BEGIN
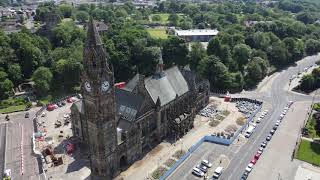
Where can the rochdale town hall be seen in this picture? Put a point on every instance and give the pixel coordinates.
(121, 125)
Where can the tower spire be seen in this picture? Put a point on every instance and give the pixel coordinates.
(93, 37)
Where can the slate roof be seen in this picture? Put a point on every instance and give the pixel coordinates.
(132, 83)
(167, 87)
(128, 104)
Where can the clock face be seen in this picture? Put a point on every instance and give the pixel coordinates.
(87, 86)
(105, 86)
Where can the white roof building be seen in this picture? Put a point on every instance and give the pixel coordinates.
(201, 35)
(197, 32)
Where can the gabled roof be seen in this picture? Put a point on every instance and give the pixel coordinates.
(169, 86)
(132, 83)
(127, 104)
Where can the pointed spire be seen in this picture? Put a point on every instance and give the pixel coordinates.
(160, 65)
(93, 37)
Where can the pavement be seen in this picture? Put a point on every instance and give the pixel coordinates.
(2, 148)
(274, 91)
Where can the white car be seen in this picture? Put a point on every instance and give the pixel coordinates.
(249, 167)
(197, 172)
(206, 163)
(7, 173)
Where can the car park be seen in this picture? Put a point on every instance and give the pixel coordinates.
(202, 167)
(249, 167)
(272, 131)
(197, 172)
(217, 173)
(206, 163)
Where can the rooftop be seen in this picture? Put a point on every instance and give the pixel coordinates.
(197, 32)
END
▶ **What you need to do**:
Where a line contains "Where can the rooftop", begin there and output each line through the end of the data above, exactly; give no other lines.

▶ **Answer to the exercise**:
Where can the rooftop be seen in this picture? Put a point on every instance and give the pixel coordinates.
(197, 32)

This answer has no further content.